'''
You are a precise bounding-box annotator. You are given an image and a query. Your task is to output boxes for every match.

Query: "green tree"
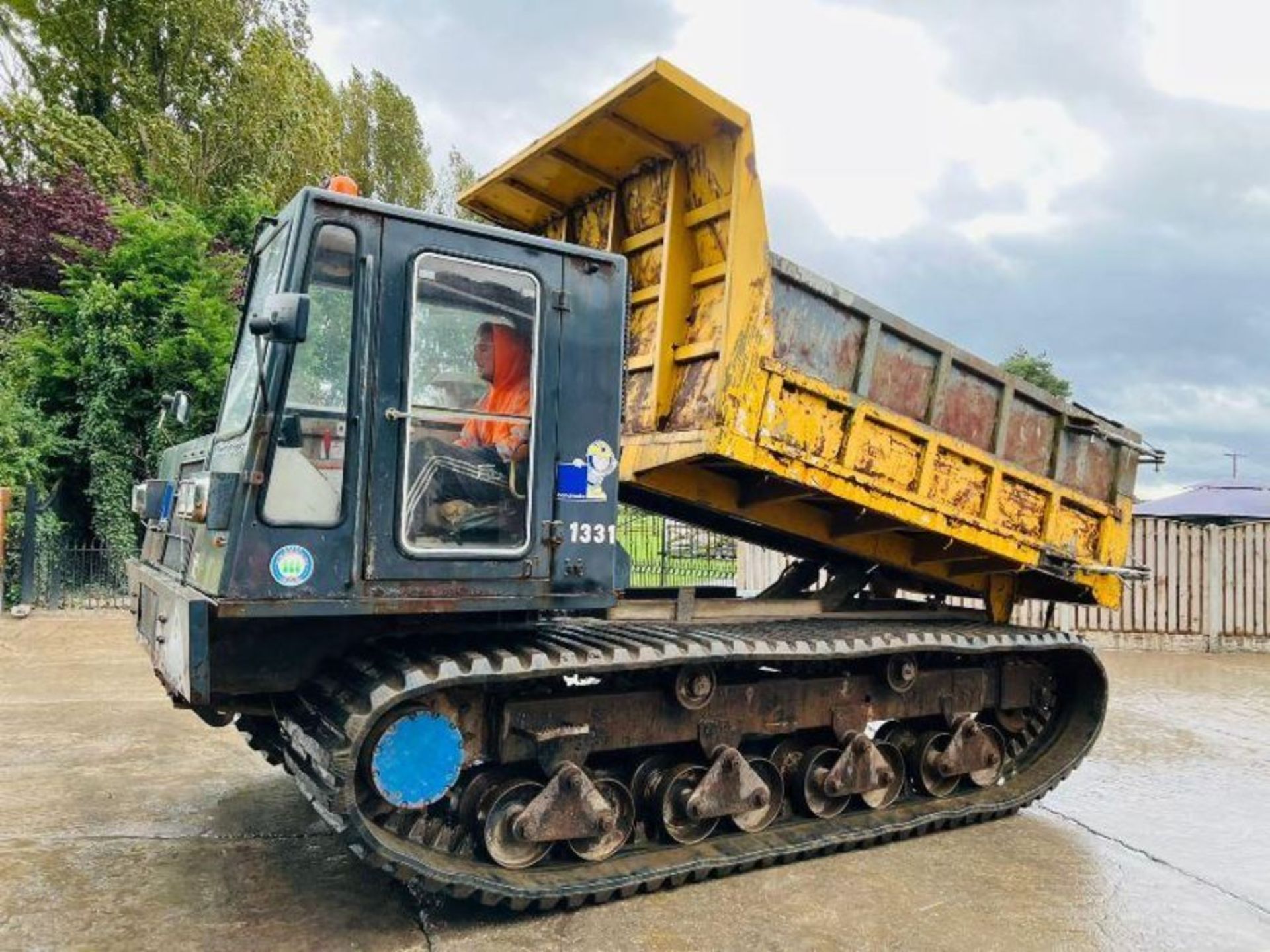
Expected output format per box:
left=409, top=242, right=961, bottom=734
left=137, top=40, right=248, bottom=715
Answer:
left=0, top=93, right=132, bottom=194
left=428, top=146, right=484, bottom=221
left=339, top=69, right=435, bottom=208
left=0, top=0, right=309, bottom=136
left=141, top=26, right=339, bottom=206
left=1001, top=346, right=1072, bottom=400
left=0, top=0, right=319, bottom=203
left=8, top=202, right=243, bottom=547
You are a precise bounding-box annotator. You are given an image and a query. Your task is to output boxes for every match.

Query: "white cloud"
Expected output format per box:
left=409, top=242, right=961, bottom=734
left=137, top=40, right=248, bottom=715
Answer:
left=668, top=0, right=1106, bottom=240
left=1103, top=381, right=1270, bottom=439
left=1142, top=0, right=1270, bottom=109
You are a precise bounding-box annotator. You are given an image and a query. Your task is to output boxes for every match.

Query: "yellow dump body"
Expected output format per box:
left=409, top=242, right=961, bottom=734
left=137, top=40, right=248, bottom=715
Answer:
left=460, top=60, right=1140, bottom=617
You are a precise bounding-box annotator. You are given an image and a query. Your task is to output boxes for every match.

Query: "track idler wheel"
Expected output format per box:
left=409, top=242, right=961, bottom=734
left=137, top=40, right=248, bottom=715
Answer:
left=912, top=716, right=1006, bottom=797
left=649, top=764, right=719, bottom=846
left=476, top=777, right=551, bottom=869
left=792, top=745, right=847, bottom=820
left=732, top=756, right=785, bottom=833
left=823, top=731, right=904, bottom=810
left=569, top=777, right=635, bottom=863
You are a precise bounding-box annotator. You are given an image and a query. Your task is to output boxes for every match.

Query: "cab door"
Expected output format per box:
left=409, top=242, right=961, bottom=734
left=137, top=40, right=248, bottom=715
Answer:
left=364, top=218, right=564, bottom=594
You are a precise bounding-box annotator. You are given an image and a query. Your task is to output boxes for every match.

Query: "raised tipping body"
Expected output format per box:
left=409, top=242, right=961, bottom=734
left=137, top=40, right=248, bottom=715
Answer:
left=128, top=62, right=1138, bottom=909
left=461, top=61, right=1142, bottom=619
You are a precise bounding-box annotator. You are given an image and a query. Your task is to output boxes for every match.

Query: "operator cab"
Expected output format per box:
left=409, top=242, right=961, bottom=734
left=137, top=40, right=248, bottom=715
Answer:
left=132, top=180, right=626, bottom=699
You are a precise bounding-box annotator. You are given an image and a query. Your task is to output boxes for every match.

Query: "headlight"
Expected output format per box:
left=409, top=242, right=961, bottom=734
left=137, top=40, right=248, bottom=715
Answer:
left=177, top=472, right=212, bottom=522
left=132, top=480, right=175, bottom=524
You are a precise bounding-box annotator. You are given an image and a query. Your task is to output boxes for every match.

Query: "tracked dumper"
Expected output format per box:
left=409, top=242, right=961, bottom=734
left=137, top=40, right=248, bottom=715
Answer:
left=130, top=61, right=1143, bottom=909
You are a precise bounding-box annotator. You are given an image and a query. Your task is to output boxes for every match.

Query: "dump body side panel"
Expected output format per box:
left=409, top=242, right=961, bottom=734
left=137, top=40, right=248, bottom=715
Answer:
left=461, top=61, right=1140, bottom=606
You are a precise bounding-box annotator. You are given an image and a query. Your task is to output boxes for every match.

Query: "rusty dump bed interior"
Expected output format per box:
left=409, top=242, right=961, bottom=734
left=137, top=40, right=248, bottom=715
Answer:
left=461, top=60, right=1140, bottom=607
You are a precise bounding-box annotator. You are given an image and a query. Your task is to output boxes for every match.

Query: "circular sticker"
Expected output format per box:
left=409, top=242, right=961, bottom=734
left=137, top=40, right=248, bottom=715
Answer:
left=269, top=546, right=314, bottom=589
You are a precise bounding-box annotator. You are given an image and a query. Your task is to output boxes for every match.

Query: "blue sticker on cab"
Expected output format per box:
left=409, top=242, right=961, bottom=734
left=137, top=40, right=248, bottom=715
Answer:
left=269, top=546, right=314, bottom=589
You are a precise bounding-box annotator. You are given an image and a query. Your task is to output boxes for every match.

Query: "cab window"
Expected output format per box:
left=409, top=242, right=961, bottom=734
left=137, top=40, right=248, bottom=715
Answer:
left=262, top=225, right=357, bottom=526
left=216, top=225, right=288, bottom=436
left=400, top=254, right=540, bottom=555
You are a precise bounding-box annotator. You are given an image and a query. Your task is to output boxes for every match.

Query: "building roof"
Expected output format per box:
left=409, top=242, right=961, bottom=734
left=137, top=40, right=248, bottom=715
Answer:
left=1134, top=480, right=1270, bottom=522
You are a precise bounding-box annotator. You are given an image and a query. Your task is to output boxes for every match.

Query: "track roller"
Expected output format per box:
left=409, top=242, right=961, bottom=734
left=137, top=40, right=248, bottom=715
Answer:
left=911, top=715, right=1006, bottom=797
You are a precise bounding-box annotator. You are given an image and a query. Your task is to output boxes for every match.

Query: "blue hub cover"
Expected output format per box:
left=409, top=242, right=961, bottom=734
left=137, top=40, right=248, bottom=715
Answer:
left=371, top=711, right=464, bottom=810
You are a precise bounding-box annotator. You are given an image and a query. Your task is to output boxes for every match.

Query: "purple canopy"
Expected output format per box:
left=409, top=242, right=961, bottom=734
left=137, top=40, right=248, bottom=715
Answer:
left=1133, top=480, right=1270, bottom=522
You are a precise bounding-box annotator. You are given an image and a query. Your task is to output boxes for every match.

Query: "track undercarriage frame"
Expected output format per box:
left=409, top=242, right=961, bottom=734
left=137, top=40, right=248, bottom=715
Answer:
left=253, top=617, right=1106, bottom=909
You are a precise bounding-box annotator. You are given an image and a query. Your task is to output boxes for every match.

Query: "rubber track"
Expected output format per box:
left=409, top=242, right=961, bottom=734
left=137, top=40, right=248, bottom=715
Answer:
left=279, top=618, right=1106, bottom=909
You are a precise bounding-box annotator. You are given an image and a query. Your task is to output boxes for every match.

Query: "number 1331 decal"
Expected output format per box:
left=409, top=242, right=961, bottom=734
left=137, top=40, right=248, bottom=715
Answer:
left=569, top=522, right=617, bottom=546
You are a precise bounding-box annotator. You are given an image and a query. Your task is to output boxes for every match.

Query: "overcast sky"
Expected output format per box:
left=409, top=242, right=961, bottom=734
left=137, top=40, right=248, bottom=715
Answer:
left=311, top=0, right=1270, bottom=495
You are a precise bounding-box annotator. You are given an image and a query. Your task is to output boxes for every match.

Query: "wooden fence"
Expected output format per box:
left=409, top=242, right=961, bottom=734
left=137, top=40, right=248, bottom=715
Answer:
left=737, top=518, right=1270, bottom=650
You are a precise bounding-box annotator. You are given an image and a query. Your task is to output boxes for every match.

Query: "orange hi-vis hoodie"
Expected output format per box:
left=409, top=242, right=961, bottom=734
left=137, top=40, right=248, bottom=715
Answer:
left=456, top=324, right=532, bottom=462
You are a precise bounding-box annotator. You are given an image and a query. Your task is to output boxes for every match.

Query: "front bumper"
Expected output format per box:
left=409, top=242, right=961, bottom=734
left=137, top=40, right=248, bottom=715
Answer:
left=128, top=559, right=212, bottom=705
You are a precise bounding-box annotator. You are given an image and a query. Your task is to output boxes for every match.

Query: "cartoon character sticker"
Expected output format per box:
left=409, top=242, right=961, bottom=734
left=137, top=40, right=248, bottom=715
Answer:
left=556, top=439, right=617, bottom=502
left=269, top=546, right=314, bottom=589
left=587, top=439, right=617, bottom=500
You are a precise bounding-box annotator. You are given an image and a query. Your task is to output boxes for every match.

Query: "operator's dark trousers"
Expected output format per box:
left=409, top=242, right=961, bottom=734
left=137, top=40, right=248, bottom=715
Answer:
left=405, top=436, right=508, bottom=532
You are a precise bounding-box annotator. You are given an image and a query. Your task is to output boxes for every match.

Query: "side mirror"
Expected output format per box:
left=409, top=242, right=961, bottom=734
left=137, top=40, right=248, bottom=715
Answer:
left=171, top=389, right=192, bottom=426
left=246, top=292, right=309, bottom=344
left=159, top=389, right=193, bottom=429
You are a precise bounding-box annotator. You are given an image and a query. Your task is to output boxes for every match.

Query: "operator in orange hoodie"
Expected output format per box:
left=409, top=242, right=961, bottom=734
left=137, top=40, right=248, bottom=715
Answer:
left=406, top=323, right=532, bottom=534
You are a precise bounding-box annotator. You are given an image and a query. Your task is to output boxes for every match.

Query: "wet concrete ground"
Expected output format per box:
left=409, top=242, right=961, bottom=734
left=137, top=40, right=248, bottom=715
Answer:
'''
DO THIS:
Output everything from the first row up to and including the line with "left=1142, top=0, right=1270, bottom=109" as a two-column CSV with the headers "prompt" and "boxes". Give one CSV line per row, putting its text and its answer each in a single quoted field with line breaks changed to spaces, and leave the pictures out.

EXERCISE RESPONSE:
prompt,boxes
"You are a precise bounding-box annotator. You are given an image and a query. Your task is to output boxes for every match. Query: ""green tree"" Expected output format per box: left=409, top=242, right=961, bottom=734 left=137, top=40, right=248, bottom=715 Answer:","left=0, top=93, right=132, bottom=194 left=428, top=146, right=484, bottom=221 left=339, top=69, right=435, bottom=208 left=0, top=0, right=309, bottom=136 left=141, top=26, right=339, bottom=206 left=1001, top=346, right=1072, bottom=400 left=0, top=0, right=319, bottom=203 left=8, top=202, right=243, bottom=547"
"You are a precise bounding-box annotator. You are given an image and a query. Your task is to output boxes for every match. Query: ""white cloud"" Expected output format per box: left=409, top=242, right=961, bottom=734 left=137, top=40, right=248, bottom=715 Answer:","left=668, top=0, right=1106, bottom=240 left=1103, top=381, right=1270, bottom=439 left=1142, top=0, right=1270, bottom=109"